== ARTIKEL ==

Ohne die Rede von Richard von Weizsäcker würden wir heute nicht so über die deutsche Erinnerungskultur diskutieren, wie wir es tun, sagt Wolfgang Kissel. Er ist Professor für Kulturgeschichte Ost- und Ostmitteleuropas und Sprecher des Instituts für Europastudien der Uni Bremen. „Diese Rede war extrem wirkmächtig.“ Zweifelsohne habe Weizsäcker an diesem Tag eine Zäsur in der deutschen Erinnerungskultur gesetzt, sodass man von einer Zeit vor und nach der Rede sprechen könne.

Unmittelbar nach Kriegsende begann die Zeit der Tabuisierung, die bis in die späten 50er-Jahre dauerte. In Westdeutschland gab es ein stilles Einvernehmen, über die Gräueltaten des NS-Regimes zu schweigen. Im Vordergrund stand der Wiederaufbau des Landes, die Gesellschaft musste funktionieren. Raum für gesellschaftliche Auseinandersetzungen gab es nicht, stattdessen hielt man an der eigenen Opferrolle und einer kollektiven Unschuldsvermutung fest. Anstöße zur bundesdeutschen Aufarbeitung gaben der Eichmann-Prozess, in dem sich der ehemaligen SS-Obersturmbannführer 1961 in Jerusalem für den millionenfachen Mord an Juden verantworten musste, sowie die Au­schwitz­-Prozesse gegen die Angehörigen der SS-Wachmannschaft ab 1963. Die Forderung nach kritischer Aufarbeitung der Vergangenheit kumulierte in der Studentenbewegung Mitte des Jahrzehnts. Mit der US-amerikanischen vierteiligen TV-Serie „Holocaust“ drang 1979 das erste Mal eine umfassende filmische Darstellung der Vergangenheit in deutsche Wohnzimmer – ein Durchbruch für die Erinnerungskultur.

Die Veränderungen der 60er- und 70er-Jahre flossen ein in Weizsäckers Rede. Sein Aufruf war ein Paradigmenwechsel: Das dauerhafte Erinnern an die NS-Vergangenheit sollte zu einem Grundstein der bundesrepublikanischen Kultur werden. Damit grenz­te sich der Bundespräsident in weiten Teilen von anderen Politikern seiner Zeit ab, die auf eine Schlussstrichmentalität setzten. Weizsäckers Rede hat laut Kissel bis heute noch an Bedeutung gewonnen, aber sie enthält auch eine Reihe von Kompromissen und rhetorischen Konzessionen an das konservative Lager. Das setzte mit Beginn der Kanzlerschaft Helmut Kohls 1982 an, der Erinnerungskultur entgegenzusteuern.

===
== BEREITGESTELLTES MATERIAL ==

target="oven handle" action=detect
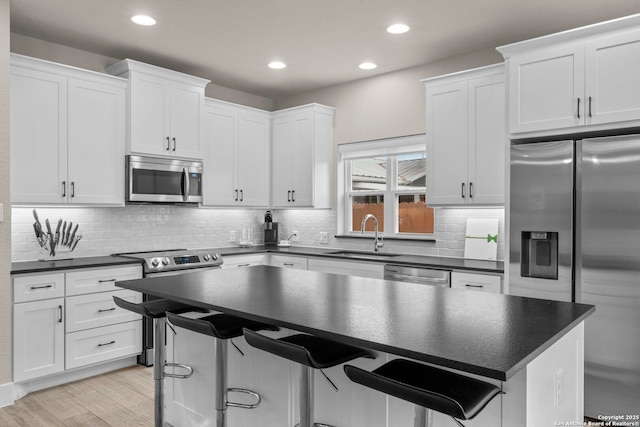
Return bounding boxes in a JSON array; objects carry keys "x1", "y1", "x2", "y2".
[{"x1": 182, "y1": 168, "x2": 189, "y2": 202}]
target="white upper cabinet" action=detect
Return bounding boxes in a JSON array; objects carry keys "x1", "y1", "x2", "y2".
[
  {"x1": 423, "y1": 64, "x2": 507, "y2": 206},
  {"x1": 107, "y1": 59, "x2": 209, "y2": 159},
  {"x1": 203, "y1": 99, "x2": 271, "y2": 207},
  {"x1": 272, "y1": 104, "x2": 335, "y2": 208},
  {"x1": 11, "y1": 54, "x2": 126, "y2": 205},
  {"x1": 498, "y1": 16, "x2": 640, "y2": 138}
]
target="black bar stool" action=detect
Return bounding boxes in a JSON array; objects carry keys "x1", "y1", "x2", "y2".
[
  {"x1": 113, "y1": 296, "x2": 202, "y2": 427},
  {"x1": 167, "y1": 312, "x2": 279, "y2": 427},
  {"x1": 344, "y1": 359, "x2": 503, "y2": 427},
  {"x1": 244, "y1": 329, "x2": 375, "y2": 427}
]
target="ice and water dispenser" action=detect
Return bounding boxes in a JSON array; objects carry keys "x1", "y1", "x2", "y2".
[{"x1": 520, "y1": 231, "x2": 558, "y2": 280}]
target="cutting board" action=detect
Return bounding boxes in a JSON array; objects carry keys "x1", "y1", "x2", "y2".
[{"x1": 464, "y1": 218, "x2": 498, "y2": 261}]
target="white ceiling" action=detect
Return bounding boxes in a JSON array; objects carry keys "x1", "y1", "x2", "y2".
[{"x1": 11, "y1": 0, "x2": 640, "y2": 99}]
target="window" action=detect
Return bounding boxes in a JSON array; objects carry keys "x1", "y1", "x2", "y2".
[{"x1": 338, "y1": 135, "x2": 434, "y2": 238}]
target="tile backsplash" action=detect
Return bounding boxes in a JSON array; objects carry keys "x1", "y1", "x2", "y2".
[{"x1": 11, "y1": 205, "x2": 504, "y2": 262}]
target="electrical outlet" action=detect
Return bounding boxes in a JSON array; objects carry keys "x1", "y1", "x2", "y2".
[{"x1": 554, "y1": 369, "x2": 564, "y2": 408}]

===

AUFGABEN UND ÜBUNGEN:
**A)** Nenne jede vierstellige Jahreszahl aus dem Artikel über Weizsäckers Rede. Gib zu jeder an, welches Ereignis der Text damit verbindet.
**B)** Beantworte anhand des Artikels über Weizsäckers Rede diese drei Fragen kurz:
(i) Welche Funktion hat Wolfgang Kissel am Institut für Europastudien der Uni Bremen?
(ii) In welcher Stadt fand der Eichmann-Prozess statt?
(iii) Aus wie vielen Teilen bestand die TV-Serie „Holocaust“?
**C)** Schreibe die Fortsetzung zum Artikel über Weizsäckers Rede und die deutsche Erinnerungskultur. Sie soll direkt an den letzten Satz anschließen.

ERWARTETE ERGEBNISSE:
**A)**
1961: Eichmann-Prozess in Jerusalem
1963: Beginn der Auschwitz-Prozesse gegen Angehörige der SS-Wachmannschaft
1979: Ausstrahlung der US-amerikanischen TV-Serie „Holocaust“ in Deutschland
1982: Beginn der Kanzlerschaft Helmut Kohls

**B)**
(i) Er ist Sprecher des Instituts.
(ii) In Jerusalem.
(iii) Aus vier Teilen.

**C)**
DISKURS DER SOWJETUNION

Mit dem Ausspruch „Tag der Befreiung“ bediente sich Weizsäcker einer Erinnerungskultur, die zuerst in der DDR aufgekommen war, sagt Kissel. „Sie steht im Zeichen eines sowjetisch dominierten Diskurses.“ Und dieser lautete, dass die Soldaten der Roten Armee im gesamten östlichen Europa, beginnend von den besetzten Territorien der Sowjetunion über Polen bis hinein nach Deutschland die Bevölkerung von der NS-Okkupation befreit hatten. „Befreiung“ sei ein Begriff der Stalin-Zeit, sagt Kissel. Für Mittel- und Osteuropa ist laut dem Professor der Tag aber keine Befreiung gewesen, sondern der Beginn einer Knechtschaft unter sowjetischer Führung. Darauf verwiesen Staaten wie Polen und die baltischen Länder seit ihrem EU-Beitritt in den europäischen Gremien immer wieder, so der Slawist.

Mit großem militärischen Pomp, gewaltigen Paraden und einem Aufwand, der alle gesellschaftlichen Bereiche umfasst, feiert Russland noch heute den „Tag des Sieges“ am 9. Mai. „Das hält eine Mobilisierung und eine Identifikationsbereitschaft in der russischen Bevölkerung aufrecht, zumindest bis in die jüngere Vergangenheit.“ Diese ist laut Kissel auch im Zuge der völkerrechtswidrigen Annexion der Krim aktiviert worden.

Vorstöße in Richtung eines deutschen Feiertages gibt es seit einigen Jahren. In Berlin wurde der 8. Mai 2020 anlässlich des 75. Jahrestags des Kriegsendes einmalig als Feiertag begangen. In einigen Bundesländern hat er den Status eines Gedenktages, seit vergangenem Jahr auch in Bremen. Im kleinsten Bundesland dürfen sich Arbeitnehmende unbezahlt freinehmen, um Gedenkveranstaltungen zu besuchen. Die Linke im Bundestag hatte 2019 einen Eintrag eingereicht, den „Tag der Befreiung“ bundesweit als offiziellen Gedenktag zu erklären.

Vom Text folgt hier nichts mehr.